_Text block_
## begin
You can use the squid proxy directly via docker and iptables rules, there is also a docker-compose.yml for convenience to use docker-compose up command to launch the system. For more information on tuning parameters see below.

Using Docker and iptables directly.

You can manually run these commands

docker run --net host -d jpetazzo/squid-in-a-can
iptables -t nat -A PREROUTING -p tcp --dport 80 -j REDIRECT --to 3129 -w

After you stop you will need to cleanup the iptables rules:

iptables -t nat -D PREROUTING -p tcp --dport 80 -j REDIRECT --to 3129 -w

Using Compose

There is a docker-compose.yml file to enable launching via docker compose and a separate container which will setup the iptables rules for you. To use this you will need a local checkout of this repo and have docker and compose installed.

Run the following command in the same directory as the docker-compose.yml file:

docker-compose up

Result

That's it. Now all HTTP requests going through your Docker host will be transparently routed through the proxy running in the container.

If you your tproxy instance goes down hard without cleaning up use the following command:

iptables -t nat -D PREROUTING -p tcp --dport 80 -j REDIRECT --to 3129 -w

Note: it will only affect HTTP traffic on port 80.

Note: traffic originating from the host will not be affected, because the PREROUTING chain is not traversed by packets originating from the host.
## end
_Written problem 1_
Recast the paragraph of the squid proxy text that begins "There is a docker-compose.yml file" as a short bulleted list, keeping its main facts.
_Written problem 2_
Answer these questions using the squid proxy text:
(a) To which port does the iptables rule redirect traffic arriving on port 80?
(b) Which command is run in the same directory as the docker-compose.yml file?
(c) Why is traffic originating from the host not affected?
_Written problem 3_
Extract everything in the squid proxy text from "There is a docker-compose.yml" down to "in the container.".
The material that comes after the squid proxy text is drawn from a separate source.

_Extracted information_
## begin
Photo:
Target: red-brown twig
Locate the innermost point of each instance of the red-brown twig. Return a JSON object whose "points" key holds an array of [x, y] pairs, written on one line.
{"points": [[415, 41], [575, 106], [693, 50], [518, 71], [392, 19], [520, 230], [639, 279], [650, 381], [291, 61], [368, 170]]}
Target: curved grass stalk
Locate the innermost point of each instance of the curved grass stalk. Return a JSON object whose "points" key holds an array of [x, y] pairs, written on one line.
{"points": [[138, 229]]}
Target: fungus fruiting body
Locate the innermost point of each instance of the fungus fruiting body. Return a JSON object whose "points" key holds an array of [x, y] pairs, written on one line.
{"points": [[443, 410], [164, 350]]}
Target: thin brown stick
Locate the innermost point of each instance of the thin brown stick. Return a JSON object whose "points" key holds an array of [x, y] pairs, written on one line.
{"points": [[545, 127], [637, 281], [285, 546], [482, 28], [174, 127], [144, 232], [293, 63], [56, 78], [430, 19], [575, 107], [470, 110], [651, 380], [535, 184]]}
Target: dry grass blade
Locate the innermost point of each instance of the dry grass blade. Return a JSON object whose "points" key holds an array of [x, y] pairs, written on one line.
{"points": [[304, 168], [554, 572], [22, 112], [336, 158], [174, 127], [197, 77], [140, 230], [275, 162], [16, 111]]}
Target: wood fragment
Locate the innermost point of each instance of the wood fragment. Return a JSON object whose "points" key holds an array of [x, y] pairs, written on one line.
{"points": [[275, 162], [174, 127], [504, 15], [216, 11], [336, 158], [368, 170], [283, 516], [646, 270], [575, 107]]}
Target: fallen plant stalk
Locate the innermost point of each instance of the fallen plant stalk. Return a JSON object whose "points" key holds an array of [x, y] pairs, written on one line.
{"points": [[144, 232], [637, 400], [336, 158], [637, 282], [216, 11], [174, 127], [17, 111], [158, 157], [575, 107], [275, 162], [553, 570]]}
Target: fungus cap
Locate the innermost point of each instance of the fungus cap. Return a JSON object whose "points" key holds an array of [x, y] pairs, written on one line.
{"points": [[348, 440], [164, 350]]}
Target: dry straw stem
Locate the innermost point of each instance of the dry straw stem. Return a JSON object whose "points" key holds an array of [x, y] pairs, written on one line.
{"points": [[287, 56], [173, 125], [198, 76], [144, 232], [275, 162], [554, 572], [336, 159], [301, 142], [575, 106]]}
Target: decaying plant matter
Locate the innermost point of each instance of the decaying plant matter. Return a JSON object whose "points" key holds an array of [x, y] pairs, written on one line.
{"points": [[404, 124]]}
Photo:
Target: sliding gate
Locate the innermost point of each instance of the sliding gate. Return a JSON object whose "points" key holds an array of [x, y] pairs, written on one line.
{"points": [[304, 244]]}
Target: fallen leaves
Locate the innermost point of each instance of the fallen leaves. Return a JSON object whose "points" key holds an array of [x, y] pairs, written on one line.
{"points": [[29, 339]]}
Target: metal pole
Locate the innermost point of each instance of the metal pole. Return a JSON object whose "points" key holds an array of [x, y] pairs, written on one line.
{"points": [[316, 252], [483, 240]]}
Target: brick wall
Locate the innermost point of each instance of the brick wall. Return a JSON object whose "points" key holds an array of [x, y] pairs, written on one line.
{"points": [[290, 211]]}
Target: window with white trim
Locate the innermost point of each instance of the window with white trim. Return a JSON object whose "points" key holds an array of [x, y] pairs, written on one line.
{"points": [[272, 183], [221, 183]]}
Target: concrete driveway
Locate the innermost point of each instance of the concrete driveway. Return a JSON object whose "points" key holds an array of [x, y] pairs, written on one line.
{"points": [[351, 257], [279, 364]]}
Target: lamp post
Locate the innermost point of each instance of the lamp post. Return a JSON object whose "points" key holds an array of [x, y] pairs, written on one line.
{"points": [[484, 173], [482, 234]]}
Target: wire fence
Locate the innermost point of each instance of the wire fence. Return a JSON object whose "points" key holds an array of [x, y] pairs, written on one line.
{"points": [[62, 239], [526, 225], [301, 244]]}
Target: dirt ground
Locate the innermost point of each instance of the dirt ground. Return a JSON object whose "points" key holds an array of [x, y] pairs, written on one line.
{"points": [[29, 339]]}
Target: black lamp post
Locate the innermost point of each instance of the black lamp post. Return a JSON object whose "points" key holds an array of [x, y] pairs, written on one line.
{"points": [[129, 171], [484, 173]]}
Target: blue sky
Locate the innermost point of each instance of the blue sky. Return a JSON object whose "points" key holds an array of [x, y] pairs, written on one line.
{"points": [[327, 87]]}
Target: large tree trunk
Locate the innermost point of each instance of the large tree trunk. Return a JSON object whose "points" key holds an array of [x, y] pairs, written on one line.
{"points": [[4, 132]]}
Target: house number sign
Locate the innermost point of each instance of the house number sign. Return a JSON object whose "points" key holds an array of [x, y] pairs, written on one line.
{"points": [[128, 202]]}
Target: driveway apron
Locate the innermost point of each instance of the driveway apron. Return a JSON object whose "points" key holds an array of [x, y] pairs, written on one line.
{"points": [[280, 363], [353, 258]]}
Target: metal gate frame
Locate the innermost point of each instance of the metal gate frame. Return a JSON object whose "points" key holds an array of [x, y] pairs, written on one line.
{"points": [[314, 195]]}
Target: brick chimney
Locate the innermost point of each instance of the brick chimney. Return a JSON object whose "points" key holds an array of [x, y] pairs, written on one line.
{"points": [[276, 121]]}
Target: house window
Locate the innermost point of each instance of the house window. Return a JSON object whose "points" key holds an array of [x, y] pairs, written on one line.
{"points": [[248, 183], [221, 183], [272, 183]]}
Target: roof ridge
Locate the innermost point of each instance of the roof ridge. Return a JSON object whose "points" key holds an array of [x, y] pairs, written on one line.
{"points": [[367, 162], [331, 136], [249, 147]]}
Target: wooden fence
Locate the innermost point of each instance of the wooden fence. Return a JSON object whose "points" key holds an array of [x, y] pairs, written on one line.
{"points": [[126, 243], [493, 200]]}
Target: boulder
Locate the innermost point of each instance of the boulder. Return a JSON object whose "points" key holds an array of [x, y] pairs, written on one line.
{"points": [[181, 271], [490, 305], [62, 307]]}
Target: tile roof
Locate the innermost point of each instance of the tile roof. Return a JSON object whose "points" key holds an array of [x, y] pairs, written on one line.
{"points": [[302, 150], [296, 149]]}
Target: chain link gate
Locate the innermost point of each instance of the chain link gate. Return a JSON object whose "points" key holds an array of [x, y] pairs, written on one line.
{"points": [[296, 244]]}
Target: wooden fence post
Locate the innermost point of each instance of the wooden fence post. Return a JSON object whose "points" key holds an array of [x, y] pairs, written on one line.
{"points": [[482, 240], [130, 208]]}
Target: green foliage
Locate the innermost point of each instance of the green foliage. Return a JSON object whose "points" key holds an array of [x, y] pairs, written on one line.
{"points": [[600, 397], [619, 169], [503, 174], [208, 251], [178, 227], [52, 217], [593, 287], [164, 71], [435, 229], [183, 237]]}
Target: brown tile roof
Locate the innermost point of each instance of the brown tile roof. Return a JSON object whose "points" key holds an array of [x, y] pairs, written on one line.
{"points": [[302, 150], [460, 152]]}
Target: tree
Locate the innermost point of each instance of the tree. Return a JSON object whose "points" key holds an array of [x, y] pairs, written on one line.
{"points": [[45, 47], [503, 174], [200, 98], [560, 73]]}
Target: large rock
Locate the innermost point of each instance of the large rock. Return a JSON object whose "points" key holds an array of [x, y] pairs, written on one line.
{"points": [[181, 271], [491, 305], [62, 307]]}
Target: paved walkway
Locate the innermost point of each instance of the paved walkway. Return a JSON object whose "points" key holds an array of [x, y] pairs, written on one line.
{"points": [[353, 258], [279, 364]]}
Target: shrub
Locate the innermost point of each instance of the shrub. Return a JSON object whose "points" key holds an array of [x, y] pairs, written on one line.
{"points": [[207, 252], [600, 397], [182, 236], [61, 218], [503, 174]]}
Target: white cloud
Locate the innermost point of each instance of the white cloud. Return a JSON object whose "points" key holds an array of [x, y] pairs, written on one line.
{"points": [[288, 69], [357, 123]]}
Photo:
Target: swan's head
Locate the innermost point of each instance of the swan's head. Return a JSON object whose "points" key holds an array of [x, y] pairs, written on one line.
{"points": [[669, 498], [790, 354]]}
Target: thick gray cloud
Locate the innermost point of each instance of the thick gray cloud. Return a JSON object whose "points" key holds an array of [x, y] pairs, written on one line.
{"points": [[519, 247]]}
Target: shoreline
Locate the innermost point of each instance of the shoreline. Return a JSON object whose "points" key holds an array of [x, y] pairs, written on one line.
## end
_Exercise solution 1_
- A docker-compose.yml file allows launching with Docker Compose.
- A separate container sets up the iptables rules for you.
- Requirements: a local checkout of the repo, with Docker and Compose installed.

_Exercise solution 2_
(a) Port 3129.
(b) docker-compose up
(c) Packets originating from the host do not traverse the PREROUTING chain.

_Exercise solution 3_
There is a docker-compose.yml file to enable launching via docker compose and a separate container which will setup the iptables rules for you. To use this you will need a local checkout of this repo and have docker and compose installed.

Run the following command in the same directory as the docker-compose.yml file:

docker-compose up

Result

That's it. Now all HTTP requests going through your Docker host will be transparently routed through the proxy running in the container.